▸ **Objectives**:
(a) According to the profile of Marie Arana, which book review section does she edit at the Washington Post?
(b) From the listing, extract every line that contains the string "paneling".

Marie Arana glides across the lobby of the Madison Hotel in Washington, D.C. She is so smartly turned out in a business suit that you might imagine she has just finished another day working the reins of contemporary literature down the street at the Washington Post, where she edits Book World, one of the country's leading book review sections. In fact, she admits, she has been sitting nervously in her office not talking about her new memoir, just out from The Dial Press, American Chica: Two Worlds, One Childhood (Forecasts, Apr. 2). This story of a bicultural childhood, which has won starred pre-pub reviews from Kirkus and Booklist as well as PW, will not, as she has already made clear to her staff, be reviewed in Book World. Yet one suspects that the memoir will be widely read by her Post colleagues, one of whom has already remarked, Arana says, that his girlfriend also calls her father "papi."

PW noted that Arana "writes beautifully" in recalling her upbringing in America and Peru, third child of an American woman with a "Hollywood face" and a brooding MIT-educated Peruvian father. Their turbulent upper-class marriage straddled two cultures and two hemispheres, and whether living in Peru or the United States, Arana was always "the other." "I was a mongrel," she writes.

As a child in Peru, she learned that people wished her American mother would "go back where she came from." On a train trip to visit her mother's American relatives in Wyoming, a fellow passenger looked at her and said, "Well, I'll be. She's a little foreigner." In Summit, N.J., where Marie's family moved when she was 10, and where they were the only Hispanic family, a black girl told her, "You oughta go back where you belong."

Never bitter, Arana looks back with compassion and humor, recalling, for example, one Halloween in Summit when she got even with a taunting girl named Kelly O'Neill. Taking a Peruvian blow-dart from the wall at home, she smeared green paint on her cheeks, put feathers in her hair and shot a wet spitball across the classroom at the back of Kelly's head.

▸ **Point-based annotation data**:
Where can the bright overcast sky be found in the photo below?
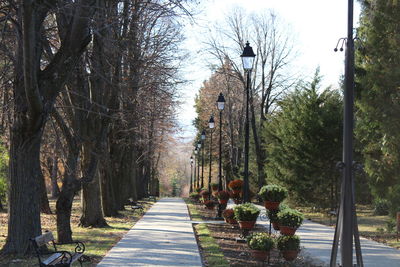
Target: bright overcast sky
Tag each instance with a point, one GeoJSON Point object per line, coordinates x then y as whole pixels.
{"type": "Point", "coordinates": [316, 25]}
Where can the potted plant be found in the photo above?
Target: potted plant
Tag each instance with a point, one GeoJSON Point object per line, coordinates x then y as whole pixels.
{"type": "Point", "coordinates": [204, 194]}
{"type": "Point", "coordinates": [195, 196]}
{"type": "Point", "coordinates": [223, 197]}
{"type": "Point", "coordinates": [260, 245]}
{"type": "Point", "coordinates": [289, 246]}
{"type": "Point", "coordinates": [289, 221]}
{"type": "Point", "coordinates": [272, 195]}
{"type": "Point", "coordinates": [246, 214]}
{"type": "Point", "coordinates": [209, 204]}
{"type": "Point", "coordinates": [235, 197]}
{"type": "Point", "coordinates": [229, 216]}
{"type": "Point", "coordinates": [214, 186]}
{"type": "Point", "coordinates": [273, 218]}
{"type": "Point", "coordinates": [236, 186]}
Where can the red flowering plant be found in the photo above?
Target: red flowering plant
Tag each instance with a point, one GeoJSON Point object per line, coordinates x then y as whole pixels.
{"type": "Point", "coordinates": [228, 214]}
{"type": "Point", "coordinates": [236, 185]}
{"type": "Point", "coordinates": [224, 195]}
{"type": "Point", "coordinates": [209, 204]}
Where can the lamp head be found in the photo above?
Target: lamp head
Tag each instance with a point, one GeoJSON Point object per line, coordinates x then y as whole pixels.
{"type": "Point", "coordinates": [248, 57]}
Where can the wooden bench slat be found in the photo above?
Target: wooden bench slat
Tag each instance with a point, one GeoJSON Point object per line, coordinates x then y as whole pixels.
{"type": "Point", "coordinates": [76, 256]}
{"type": "Point", "coordinates": [52, 259]}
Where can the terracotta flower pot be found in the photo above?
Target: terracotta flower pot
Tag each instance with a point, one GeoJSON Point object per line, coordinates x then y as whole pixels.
{"type": "Point", "coordinates": [231, 220]}
{"type": "Point", "coordinates": [269, 205]}
{"type": "Point", "coordinates": [247, 225]}
{"type": "Point", "coordinates": [289, 255]}
{"type": "Point", "coordinates": [286, 230]}
{"type": "Point", "coordinates": [237, 201]}
{"type": "Point", "coordinates": [223, 201]}
{"type": "Point", "coordinates": [236, 191]}
{"type": "Point", "coordinates": [260, 255]}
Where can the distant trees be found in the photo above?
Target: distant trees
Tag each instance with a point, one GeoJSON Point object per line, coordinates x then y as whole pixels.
{"type": "Point", "coordinates": [305, 143]}
{"type": "Point", "coordinates": [378, 105]}
{"type": "Point", "coordinates": [270, 79]}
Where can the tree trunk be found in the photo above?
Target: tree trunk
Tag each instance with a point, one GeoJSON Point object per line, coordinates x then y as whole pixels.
{"type": "Point", "coordinates": [92, 212]}
{"type": "Point", "coordinates": [55, 190]}
{"type": "Point", "coordinates": [24, 179]}
{"type": "Point", "coordinates": [108, 199]}
{"type": "Point", "coordinates": [44, 200]}
{"type": "Point", "coordinates": [64, 202]}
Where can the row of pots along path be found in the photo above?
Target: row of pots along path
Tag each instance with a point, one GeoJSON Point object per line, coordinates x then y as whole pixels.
{"type": "Point", "coordinates": [283, 218]}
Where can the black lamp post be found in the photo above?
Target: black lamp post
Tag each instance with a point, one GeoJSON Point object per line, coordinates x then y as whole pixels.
{"type": "Point", "coordinates": [346, 226]}
{"type": "Point", "coordinates": [211, 125]}
{"type": "Point", "coordinates": [247, 59]}
{"type": "Point", "coordinates": [195, 176]}
{"type": "Point", "coordinates": [202, 138]}
{"type": "Point", "coordinates": [220, 106]}
{"type": "Point", "coordinates": [198, 163]}
{"type": "Point", "coordinates": [191, 174]}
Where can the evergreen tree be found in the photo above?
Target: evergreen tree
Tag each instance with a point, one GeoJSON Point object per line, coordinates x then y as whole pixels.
{"type": "Point", "coordinates": [305, 143]}
{"type": "Point", "coordinates": [378, 105]}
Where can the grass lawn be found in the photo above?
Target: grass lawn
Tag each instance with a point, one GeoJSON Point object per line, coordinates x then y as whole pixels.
{"type": "Point", "coordinates": [370, 226]}
{"type": "Point", "coordinates": [97, 240]}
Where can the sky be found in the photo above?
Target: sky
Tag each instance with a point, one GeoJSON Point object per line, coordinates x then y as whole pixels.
{"type": "Point", "coordinates": [316, 26]}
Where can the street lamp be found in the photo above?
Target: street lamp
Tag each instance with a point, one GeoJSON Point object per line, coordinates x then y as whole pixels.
{"type": "Point", "coordinates": [220, 106]}
{"type": "Point", "coordinates": [191, 174]}
{"type": "Point", "coordinates": [194, 176]}
{"type": "Point", "coordinates": [247, 60]}
{"type": "Point", "coordinates": [198, 164]}
{"type": "Point", "coordinates": [346, 226]}
{"type": "Point", "coordinates": [202, 138]}
{"type": "Point", "coordinates": [211, 125]}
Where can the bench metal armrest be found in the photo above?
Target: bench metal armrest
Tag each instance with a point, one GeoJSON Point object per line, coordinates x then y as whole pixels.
{"type": "Point", "coordinates": [80, 247]}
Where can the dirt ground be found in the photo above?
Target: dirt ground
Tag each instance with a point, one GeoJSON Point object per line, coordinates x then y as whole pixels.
{"type": "Point", "coordinates": [238, 254]}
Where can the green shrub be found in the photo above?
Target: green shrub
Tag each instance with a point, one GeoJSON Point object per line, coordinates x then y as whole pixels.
{"type": "Point", "coordinates": [390, 226]}
{"type": "Point", "coordinates": [381, 207]}
{"type": "Point", "coordinates": [290, 217]}
{"type": "Point", "coordinates": [194, 195]}
{"type": "Point", "coordinates": [273, 192]}
{"type": "Point", "coordinates": [288, 242]}
{"type": "Point", "coordinates": [260, 241]}
{"type": "Point", "coordinates": [246, 212]}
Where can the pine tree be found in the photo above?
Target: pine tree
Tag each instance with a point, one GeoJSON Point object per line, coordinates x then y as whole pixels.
{"type": "Point", "coordinates": [305, 143]}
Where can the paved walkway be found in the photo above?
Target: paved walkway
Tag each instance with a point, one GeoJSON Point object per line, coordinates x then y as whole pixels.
{"type": "Point", "coordinates": [316, 241]}
{"type": "Point", "coordinates": [163, 237]}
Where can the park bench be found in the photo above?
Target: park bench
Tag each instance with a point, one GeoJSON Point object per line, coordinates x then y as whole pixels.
{"type": "Point", "coordinates": [134, 205]}
{"type": "Point", "coordinates": [55, 257]}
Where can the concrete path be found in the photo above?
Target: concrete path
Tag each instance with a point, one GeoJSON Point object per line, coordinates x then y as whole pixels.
{"type": "Point", "coordinates": [163, 237]}
{"type": "Point", "coordinates": [316, 243]}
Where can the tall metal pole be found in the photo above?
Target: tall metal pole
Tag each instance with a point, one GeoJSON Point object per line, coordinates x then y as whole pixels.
{"type": "Point", "coordinates": [209, 171]}
{"type": "Point", "coordinates": [246, 197]}
{"type": "Point", "coordinates": [198, 168]}
{"type": "Point", "coordinates": [202, 163]}
{"type": "Point", "coordinates": [346, 226]}
{"type": "Point", "coordinates": [194, 176]}
{"type": "Point", "coordinates": [191, 176]}
{"type": "Point", "coordinates": [346, 247]}
{"type": "Point", "coordinates": [220, 153]}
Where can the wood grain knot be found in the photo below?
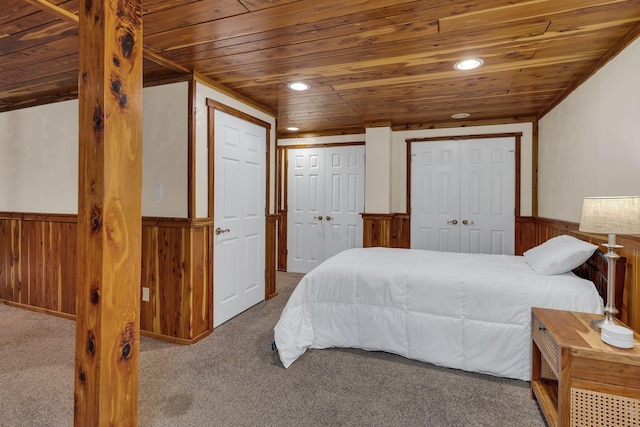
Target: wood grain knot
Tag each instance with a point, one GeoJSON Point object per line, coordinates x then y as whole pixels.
{"type": "Point", "coordinates": [126, 351]}
{"type": "Point", "coordinates": [127, 42]}
{"type": "Point", "coordinates": [91, 344]}
{"type": "Point", "coordinates": [98, 120]}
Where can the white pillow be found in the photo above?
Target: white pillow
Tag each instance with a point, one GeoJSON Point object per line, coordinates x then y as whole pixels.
{"type": "Point", "coordinates": [559, 255]}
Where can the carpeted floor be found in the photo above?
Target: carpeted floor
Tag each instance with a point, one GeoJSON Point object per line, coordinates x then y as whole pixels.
{"type": "Point", "coordinates": [232, 378]}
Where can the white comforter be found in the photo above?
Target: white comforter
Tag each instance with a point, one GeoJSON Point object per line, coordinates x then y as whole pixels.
{"type": "Point", "coordinates": [470, 312]}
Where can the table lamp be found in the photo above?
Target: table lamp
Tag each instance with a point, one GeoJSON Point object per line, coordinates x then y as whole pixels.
{"type": "Point", "coordinates": [610, 215]}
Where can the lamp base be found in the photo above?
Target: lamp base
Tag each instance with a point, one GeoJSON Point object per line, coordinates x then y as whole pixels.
{"type": "Point", "coordinates": [606, 320]}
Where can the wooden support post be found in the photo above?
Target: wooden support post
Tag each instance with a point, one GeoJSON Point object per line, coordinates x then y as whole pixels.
{"type": "Point", "coordinates": [109, 213]}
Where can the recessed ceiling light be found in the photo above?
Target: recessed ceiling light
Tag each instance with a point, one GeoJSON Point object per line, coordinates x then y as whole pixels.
{"type": "Point", "coordinates": [298, 86]}
{"type": "Point", "coordinates": [468, 64]}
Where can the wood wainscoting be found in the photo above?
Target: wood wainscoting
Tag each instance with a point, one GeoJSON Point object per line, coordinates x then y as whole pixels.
{"type": "Point", "coordinates": [38, 270]}
{"type": "Point", "coordinates": [177, 267]}
{"type": "Point", "coordinates": [392, 230]}
{"type": "Point", "coordinates": [385, 230]}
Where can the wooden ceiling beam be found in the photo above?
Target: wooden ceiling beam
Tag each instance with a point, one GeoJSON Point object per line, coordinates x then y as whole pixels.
{"type": "Point", "coordinates": [109, 213]}
{"type": "Point", "coordinates": [65, 15]}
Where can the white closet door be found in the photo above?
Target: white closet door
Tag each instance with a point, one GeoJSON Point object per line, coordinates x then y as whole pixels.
{"type": "Point", "coordinates": [463, 195]}
{"type": "Point", "coordinates": [305, 218]}
{"type": "Point", "coordinates": [325, 202]}
{"type": "Point", "coordinates": [239, 216]}
{"type": "Point", "coordinates": [435, 196]}
{"type": "Point", "coordinates": [344, 198]}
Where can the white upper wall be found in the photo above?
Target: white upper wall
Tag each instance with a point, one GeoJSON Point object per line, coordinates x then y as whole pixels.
{"type": "Point", "coordinates": [39, 159]}
{"type": "Point", "coordinates": [39, 155]}
{"type": "Point", "coordinates": [164, 150]}
{"type": "Point", "coordinates": [399, 197]}
{"type": "Point", "coordinates": [383, 200]}
{"type": "Point", "coordinates": [589, 145]}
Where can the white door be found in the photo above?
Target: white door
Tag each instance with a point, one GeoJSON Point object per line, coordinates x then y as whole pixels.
{"type": "Point", "coordinates": [325, 202]}
{"type": "Point", "coordinates": [488, 196]}
{"type": "Point", "coordinates": [463, 195]}
{"type": "Point", "coordinates": [435, 183]}
{"type": "Point", "coordinates": [239, 216]}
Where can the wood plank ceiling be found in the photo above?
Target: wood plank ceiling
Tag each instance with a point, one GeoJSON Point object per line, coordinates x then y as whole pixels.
{"type": "Point", "coordinates": [367, 61]}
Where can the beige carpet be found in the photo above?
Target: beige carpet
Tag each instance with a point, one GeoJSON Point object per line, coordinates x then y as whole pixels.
{"type": "Point", "coordinates": [232, 378]}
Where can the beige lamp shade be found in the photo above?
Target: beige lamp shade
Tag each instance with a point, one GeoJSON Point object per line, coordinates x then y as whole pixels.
{"type": "Point", "coordinates": [611, 215]}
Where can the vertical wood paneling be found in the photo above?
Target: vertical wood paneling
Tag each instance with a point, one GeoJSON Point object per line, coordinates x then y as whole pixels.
{"type": "Point", "coordinates": [386, 230]}
{"type": "Point", "coordinates": [282, 242]}
{"type": "Point", "coordinates": [38, 270]}
{"type": "Point", "coordinates": [630, 310]}
{"type": "Point", "coordinates": [271, 256]}
{"type": "Point", "coordinates": [201, 271]}
{"type": "Point", "coordinates": [525, 234]}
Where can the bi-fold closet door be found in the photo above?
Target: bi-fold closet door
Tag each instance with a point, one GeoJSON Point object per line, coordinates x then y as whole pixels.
{"type": "Point", "coordinates": [325, 201]}
{"type": "Point", "coordinates": [463, 195]}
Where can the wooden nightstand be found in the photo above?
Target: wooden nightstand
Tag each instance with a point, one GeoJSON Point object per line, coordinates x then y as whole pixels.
{"type": "Point", "coordinates": [578, 379]}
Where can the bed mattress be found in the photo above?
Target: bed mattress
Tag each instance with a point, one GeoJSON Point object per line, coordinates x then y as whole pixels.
{"type": "Point", "coordinates": [463, 311]}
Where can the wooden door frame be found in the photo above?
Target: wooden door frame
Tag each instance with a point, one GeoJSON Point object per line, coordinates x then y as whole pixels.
{"type": "Point", "coordinates": [212, 106]}
{"type": "Point", "coordinates": [516, 135]}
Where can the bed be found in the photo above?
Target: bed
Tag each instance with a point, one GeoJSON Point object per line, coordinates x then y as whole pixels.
{"type": "Point", "coordinates": [463, 311]}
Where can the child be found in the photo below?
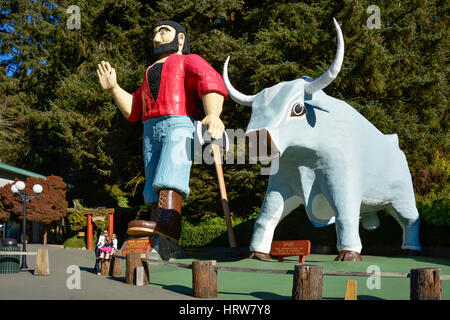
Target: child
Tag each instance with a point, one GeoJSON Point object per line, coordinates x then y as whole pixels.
{"type": "Point", "coordinates": [107, 248]}
{"type": "Point", "coordinates": [114, 239]}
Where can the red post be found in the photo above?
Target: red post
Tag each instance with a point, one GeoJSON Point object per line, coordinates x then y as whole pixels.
{"type": "Point", "coordinates": [111, 223]}
{"type": "Point", "coordinates": [89, 232]}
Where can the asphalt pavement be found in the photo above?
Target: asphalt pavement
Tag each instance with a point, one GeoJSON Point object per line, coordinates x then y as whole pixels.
{"type": "Point", "coordinates": [61, 284]}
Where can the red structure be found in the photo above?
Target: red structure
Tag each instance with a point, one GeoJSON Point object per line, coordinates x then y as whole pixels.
{"type": "Point", "coordinates": [90, 228]}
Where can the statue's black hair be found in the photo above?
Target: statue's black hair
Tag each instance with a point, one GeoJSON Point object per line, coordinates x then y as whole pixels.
{"type": "Point", "coordinates": [179, 29]}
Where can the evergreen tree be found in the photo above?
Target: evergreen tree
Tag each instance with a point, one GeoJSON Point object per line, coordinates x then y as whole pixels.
{"type": "Point", "coordinates": [56, 119]}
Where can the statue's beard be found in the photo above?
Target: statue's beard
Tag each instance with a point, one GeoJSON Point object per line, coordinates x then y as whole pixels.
{"type": "Point", "coordinates": [171, 47]}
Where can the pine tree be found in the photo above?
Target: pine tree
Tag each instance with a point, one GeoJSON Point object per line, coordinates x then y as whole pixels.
{"type": "Point", "coordinates": [58, 121]}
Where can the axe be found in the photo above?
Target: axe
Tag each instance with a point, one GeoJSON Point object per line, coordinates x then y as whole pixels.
{"type": "Point", "coordinates": [216, 145]}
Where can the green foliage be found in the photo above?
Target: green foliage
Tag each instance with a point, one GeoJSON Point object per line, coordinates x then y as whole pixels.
{"type": "Point", "coordinates": [55, 119]}
{"type": "Point", "coordinates": [435, 210]}
{"type": "Point", "coordinates": [77, 220]}
{"type": "Point", "coordinates": [204, 232]}
{"type": "Point", "coordinates": [74, 242]}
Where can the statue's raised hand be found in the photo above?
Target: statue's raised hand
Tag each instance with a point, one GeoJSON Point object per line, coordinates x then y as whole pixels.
{"type": "Point", "coordinates": [106, 75]}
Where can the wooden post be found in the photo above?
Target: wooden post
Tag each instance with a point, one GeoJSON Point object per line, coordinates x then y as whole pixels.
{"type": "Point", "coordinates": [89, 232]}
{"type": "Point", "coordinates": [42, 264]}
{"type": "Point", "coordinates": [204, 279]}
{"type": "Point", "coordinates": [116, 269]}
{"type": "Point", "coordinates": [134, 261]}
{"type": "Point", "coordinates": [351, 291]}
{"type": "Point", "coordinates": [426, 284]}
{"type": "Point", "coordinates": [307, 282]}
{"type": "Point", "coordinates": [140, 275]}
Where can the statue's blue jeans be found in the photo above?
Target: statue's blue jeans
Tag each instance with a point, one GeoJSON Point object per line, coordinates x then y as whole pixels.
{"type": "Point", "coordinates": [168, 144]}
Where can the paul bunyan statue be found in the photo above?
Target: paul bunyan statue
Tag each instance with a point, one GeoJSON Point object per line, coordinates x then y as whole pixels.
{"type": "Point", "coordinates": [331, 159]}
{"type": "Point", "coordinates": [166, 104]}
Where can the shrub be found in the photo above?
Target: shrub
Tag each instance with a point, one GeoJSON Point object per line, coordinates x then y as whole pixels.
{"type": "Point", "coordinates": [74, 242]}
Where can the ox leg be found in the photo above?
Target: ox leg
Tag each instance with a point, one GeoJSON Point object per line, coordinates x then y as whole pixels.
{"type": "Point", "coordinates": [370, 221]}
{"type": "Point", "coordinates": [275, 207]}
{"type": "Point", "coordinates": [409, 220]}
{"type": "Point", "coordinates": [347, 231]}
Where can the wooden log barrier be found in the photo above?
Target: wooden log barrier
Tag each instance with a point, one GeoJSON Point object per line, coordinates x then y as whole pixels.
{"type": "Point", "coordinates": [42, 263]}
{"type": "Point", "coordinates": [140, 276]}
{"type": "Point", "coordinates": [204, 279]}
{"type": "Point", "coordinates": [133, 261]}
{"type": "Point", "coordinates": [426, 284]}
{"type": "Point", "coordinates": [307, 282]}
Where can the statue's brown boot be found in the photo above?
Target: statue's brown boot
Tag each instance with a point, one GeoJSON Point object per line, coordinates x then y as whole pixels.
{"type": "Point", "coordinates": [165, 218]}
{"type": "Point", "coordinates": [347, 255]}
{"type": "Point", "coordinates": [142, 226]}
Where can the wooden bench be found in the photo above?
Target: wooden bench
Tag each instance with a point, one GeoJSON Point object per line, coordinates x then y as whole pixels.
{"type": "Point", "coordinates": [286, 248]}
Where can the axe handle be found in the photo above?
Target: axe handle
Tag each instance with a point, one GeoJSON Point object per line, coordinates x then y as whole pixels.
{"type": "Point", "coordinates": [223, 193]}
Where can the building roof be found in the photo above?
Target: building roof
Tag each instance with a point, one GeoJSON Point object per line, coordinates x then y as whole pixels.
{"type": "Point", "coordinates": [9, 168]}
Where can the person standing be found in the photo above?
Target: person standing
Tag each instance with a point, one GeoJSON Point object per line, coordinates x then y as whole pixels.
{"type": "Point", "coordinates": [100, 243]}
{"type": "Point", "coordinates": [166, 103]}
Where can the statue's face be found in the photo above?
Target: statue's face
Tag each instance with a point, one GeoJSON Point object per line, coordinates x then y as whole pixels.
{"type": "Point", "coordinates": [163, 34]}
{"type": "Point", "coordinates": [164, 40]}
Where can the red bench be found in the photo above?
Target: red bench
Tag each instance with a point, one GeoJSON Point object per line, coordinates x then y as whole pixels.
{"type": "Point", "coordinates": [286, 248]}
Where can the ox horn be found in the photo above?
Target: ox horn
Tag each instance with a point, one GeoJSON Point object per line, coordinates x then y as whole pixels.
{"type": "Point", "coordinates": [234, 94]}
{"type": "Point", "coordinates": [328, 76]}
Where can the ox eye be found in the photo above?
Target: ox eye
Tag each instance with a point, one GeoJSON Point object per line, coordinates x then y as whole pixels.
{"type": "Point", "coordinates": [298, 110]}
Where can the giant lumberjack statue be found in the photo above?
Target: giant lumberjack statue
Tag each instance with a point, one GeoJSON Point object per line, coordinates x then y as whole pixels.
{"type": "Point", "coordinates": [166, 104]}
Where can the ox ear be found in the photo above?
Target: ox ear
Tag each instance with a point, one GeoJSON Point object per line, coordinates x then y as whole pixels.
{"type": "Point", "coordinates": [234, 94]}
{"type": "Point", "coordinates": [328, 76]}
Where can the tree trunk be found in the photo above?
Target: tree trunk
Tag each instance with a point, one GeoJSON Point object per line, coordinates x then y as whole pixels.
{"type": "Point", "coordinates": [204, 279]}
{"type": "Point", "coordinates": [44, 242]}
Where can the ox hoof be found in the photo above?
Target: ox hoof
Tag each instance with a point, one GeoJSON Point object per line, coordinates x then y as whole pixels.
{"type": "Point", "coordinates": [260, 256]}
{"type": "Point", "coordinates": [411, 253]}
{"type": "Point", "coordinates": [347, 255]}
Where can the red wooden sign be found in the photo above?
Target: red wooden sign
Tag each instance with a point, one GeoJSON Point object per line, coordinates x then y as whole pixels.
{"type": "Point", "coordinates": [137, 246]}
{"type": "Point", "coordinates": [286, 248]}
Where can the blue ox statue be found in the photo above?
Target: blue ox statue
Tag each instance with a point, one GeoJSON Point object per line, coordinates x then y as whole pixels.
{"type": "Point", "coordinates": [331, 159]}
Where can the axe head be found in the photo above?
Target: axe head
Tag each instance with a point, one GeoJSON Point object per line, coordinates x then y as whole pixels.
{"type": "Point", "coordinates": [202, 136]}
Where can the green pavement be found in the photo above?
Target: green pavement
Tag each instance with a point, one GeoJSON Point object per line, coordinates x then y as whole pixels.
{"type": "Point", "coordinates": [174, 283]}
{"type": "Point", "coordinates": [249, 286]}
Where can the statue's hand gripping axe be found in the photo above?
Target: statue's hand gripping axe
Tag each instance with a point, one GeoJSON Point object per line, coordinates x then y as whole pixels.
{"type": "Point", "coordinates": [202, 136]}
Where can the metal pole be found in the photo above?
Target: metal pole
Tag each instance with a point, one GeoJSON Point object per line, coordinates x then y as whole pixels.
{"type": "Point", "coordinates": [24, 240]}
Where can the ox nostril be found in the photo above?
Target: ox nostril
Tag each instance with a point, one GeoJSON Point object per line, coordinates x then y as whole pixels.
{"type": "Point", "coordinates": [260, 145]}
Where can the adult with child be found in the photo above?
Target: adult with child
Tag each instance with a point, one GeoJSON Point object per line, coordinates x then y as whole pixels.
{"type": "Point", "coordinates": [100, 243]}
{"type": "Point", "coordinates": [107, 249]}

▸ **Solution set**:
(a) Book World

(b)
Where can the vertical wood paneling be found in the photo above?
Target: vertical wood paneling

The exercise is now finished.